==== Vorliegender Text

Wiederaufbau als Chance
MoRe Architekten
13. November 2024
Blick auf die Willi-Fährmann-Schule in Eschweiler (Visualisierung: © MoRe Architekten)
MoRe Architekten haben den Wettbewerb für den Ersatzneubau der bei einem Hochwasser zerstörten Willi-Fährmann-Schule in Eschweiler gewonnen. Tobias Martin Reinhardt stellt den Entwurf vor, der Gebäude und Außenräume aufwerten soll.
Herr Reinhardt, für die im Juli 2021 durch eine Flutkatastrophe sehr stark beschädigte Willi-Fährmann-Schule soll ein Ersatzneubau geplant und errichtet werden. Welche Ausgangssituation haben Sie vorgefunden?
Der an gleicher Stelle bereits vorhandene Schulbau wurde erst 2010 vollständig saniert. Bei der von Ihnen erwähnten Flut im Jahr 2021 wurde er so stark beschädigt, dass eine erneute Instandsetzung nicht mehr wirtschaftlich darstellbar war. Die Zerstörung des Gebäudes als Chance für eine grundlegende Neuinterpretation der schulischen Anforderungen zu betrachten, war daher unser vorrangiges Ziel. Dies galt nicht nur für das Gebäude, sondern auch für die Außenräume, die durch die Maßnahme massiv aufgewertet werden sollten. Das Grundstück befindet sich in einem sehr heterogenen Kontext am Übergang zwischen Innenstadt und Randbezirk, geprägt von Wohngebäuden unterschiedlicher Größe und verschiedenen Alters. Mit dem Neubau soll ein Ort entstehen, der sich in gleichem Maße zum Stadtraum öffnet, wie er sich von seinem Umfeld abhebt.
Lageplan (© MoRe Architekten)
Wie fanden Sie zum vorgeschlagenen Gesamtbild?
Dem Entwurf ging eine sehr intensive Analyse der Aufgabenstellung voraus, im Zuge deren sich irgendwann der Wunsch, einen möglichst großen zusammenhängenden Schulhof zu schaffen, als oberste Priorität für uns herauskristallisierte. Parallel dazu war es uns ein Anliegen, die Baumasse der Schule in städtebaulich verträgliche Baukörper zu gliedern, die in Kombination wiederum sinnvoll bespielbare Außenräume für Vorplatz, Parken und den Außenbereich der Mensa bilden. In Modellstudien haben wir den polygonalen Baukörper entwickelt, der die genannten Anforderungen am besten erfüllt.

========

**Gestellte Aufgabe 1**
Verschiebe die Koordinaten im Abschnitt der Einträge, der mit deren erster Zeile beginnt und mit der Zeile endet, die "[(652, 428)]" enthält: Gib nur diese Zeilen vollständig wieder und addiere dabei zu jeder Zahl der Koordinaten in den Antworten −132.

==== Verfügbare Einträge

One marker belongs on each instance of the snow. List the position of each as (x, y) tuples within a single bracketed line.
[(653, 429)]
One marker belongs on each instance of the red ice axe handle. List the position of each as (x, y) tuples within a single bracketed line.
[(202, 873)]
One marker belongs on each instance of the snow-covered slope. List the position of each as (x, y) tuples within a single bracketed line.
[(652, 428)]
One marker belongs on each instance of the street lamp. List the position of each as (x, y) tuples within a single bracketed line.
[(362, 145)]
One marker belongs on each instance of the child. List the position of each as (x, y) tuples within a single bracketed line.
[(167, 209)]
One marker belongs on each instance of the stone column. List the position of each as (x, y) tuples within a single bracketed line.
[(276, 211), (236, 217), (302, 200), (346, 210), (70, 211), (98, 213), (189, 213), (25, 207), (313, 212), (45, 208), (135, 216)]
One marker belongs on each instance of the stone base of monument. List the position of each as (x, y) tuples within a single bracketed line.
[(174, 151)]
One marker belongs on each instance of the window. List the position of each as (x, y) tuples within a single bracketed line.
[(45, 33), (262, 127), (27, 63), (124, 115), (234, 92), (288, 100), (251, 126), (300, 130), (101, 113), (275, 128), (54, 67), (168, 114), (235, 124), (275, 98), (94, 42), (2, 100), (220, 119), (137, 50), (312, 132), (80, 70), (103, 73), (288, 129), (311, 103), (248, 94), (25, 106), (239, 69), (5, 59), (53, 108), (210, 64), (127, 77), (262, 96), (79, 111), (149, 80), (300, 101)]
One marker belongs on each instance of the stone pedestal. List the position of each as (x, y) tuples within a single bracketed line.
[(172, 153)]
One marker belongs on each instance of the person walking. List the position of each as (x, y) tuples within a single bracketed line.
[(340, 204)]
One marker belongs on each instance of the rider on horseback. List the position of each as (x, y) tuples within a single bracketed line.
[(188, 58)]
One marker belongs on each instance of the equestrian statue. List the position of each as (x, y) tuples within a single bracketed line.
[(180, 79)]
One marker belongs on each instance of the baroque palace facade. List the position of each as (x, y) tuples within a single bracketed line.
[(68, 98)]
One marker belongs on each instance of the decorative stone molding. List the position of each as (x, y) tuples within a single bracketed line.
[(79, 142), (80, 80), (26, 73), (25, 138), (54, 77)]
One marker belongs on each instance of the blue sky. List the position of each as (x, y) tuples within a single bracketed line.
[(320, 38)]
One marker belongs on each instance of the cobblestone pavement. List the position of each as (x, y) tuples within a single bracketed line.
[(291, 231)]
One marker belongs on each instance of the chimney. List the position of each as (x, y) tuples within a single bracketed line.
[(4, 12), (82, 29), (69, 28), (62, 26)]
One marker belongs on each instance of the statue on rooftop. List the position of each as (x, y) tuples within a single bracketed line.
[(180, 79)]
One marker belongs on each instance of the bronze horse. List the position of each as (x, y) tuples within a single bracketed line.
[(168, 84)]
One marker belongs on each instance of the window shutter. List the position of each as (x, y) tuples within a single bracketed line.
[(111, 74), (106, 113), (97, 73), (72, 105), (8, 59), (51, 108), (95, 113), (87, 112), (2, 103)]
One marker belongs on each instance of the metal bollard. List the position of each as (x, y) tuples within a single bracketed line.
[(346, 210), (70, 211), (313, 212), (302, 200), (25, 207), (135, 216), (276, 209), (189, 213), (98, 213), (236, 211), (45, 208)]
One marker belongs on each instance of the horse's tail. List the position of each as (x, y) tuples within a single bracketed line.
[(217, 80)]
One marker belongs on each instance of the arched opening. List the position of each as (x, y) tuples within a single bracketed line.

========

**Gestellte Aufgabe 2**
In welchem Jahr wurde der an gleicher Stelle vorhandene Schulbau laut dem Interview zum Ersatzneubau der Willi-Fährmann-Schule vollständig saniert?

**Richtige Antwort 1**
One marker belongs on each instance of the snow. List the position of each as (x, y) tuples within a single bracketed line.
[(521, 297)]
One marker belongs on each instance of the red ice axe handle. List the position of each as (x, y) tuples within a single bracketed line.
[(70, 741)]
One marker belongs on each instance of the snow-covered slope. List the position of each as (x, y) tuples within a single bracketed line.
[(520, 296)]

**Richtige Antwort 2**
2010